Find the line with "Query: denim shorts" in the records below. Copy it and every line after it, up to and including the line with "Query: bracelet".

## Source data
——

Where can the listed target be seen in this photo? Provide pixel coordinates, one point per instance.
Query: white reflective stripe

——

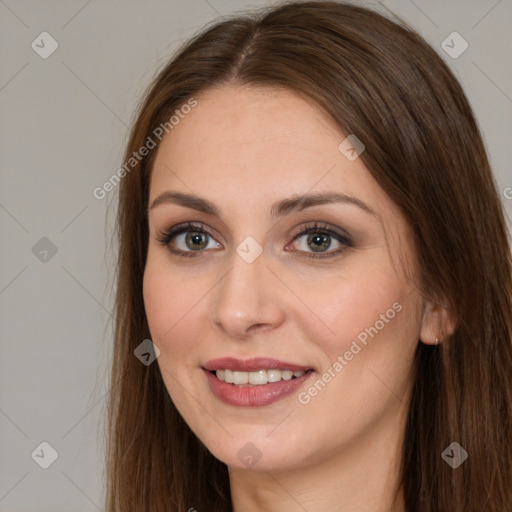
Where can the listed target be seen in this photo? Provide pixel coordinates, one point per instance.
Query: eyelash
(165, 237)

——

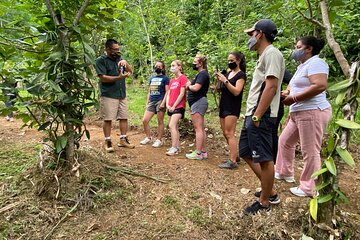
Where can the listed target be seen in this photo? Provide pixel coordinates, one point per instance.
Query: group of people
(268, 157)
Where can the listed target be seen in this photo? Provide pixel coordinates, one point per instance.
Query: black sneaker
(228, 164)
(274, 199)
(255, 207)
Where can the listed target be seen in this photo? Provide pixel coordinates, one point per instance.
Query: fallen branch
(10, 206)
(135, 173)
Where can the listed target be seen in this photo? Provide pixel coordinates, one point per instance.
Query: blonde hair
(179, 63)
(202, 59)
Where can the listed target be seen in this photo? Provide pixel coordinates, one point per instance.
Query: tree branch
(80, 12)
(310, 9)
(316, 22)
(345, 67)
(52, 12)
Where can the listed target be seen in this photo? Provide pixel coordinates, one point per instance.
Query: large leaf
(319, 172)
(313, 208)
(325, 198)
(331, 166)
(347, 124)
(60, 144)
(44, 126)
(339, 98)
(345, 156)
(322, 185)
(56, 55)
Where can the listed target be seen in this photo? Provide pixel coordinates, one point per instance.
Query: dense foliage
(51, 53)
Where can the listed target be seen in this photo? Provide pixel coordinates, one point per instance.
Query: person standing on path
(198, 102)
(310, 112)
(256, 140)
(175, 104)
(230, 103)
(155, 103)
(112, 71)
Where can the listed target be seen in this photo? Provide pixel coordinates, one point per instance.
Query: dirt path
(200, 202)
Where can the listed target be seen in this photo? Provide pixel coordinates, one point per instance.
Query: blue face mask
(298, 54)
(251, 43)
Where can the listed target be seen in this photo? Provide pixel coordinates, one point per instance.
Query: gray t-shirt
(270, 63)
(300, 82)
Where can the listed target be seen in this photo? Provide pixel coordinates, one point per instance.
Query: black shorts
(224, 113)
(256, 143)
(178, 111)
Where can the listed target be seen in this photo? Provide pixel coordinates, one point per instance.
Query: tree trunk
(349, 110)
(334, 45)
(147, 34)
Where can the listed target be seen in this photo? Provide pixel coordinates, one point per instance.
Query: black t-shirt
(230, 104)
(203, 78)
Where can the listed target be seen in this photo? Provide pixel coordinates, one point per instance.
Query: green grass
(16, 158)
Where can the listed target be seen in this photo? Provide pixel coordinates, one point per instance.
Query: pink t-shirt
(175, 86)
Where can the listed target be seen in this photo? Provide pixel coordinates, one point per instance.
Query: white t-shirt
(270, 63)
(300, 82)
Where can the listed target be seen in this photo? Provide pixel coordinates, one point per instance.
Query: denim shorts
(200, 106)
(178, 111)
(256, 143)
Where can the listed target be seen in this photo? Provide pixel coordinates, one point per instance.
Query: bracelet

——

## Output
Query: denim shorts
(200, 106)
(178, 111)
(256, 143)
Where can the listed target be seen in this photo? Provide pixel coordinates, one point per instance.
Query: bracelet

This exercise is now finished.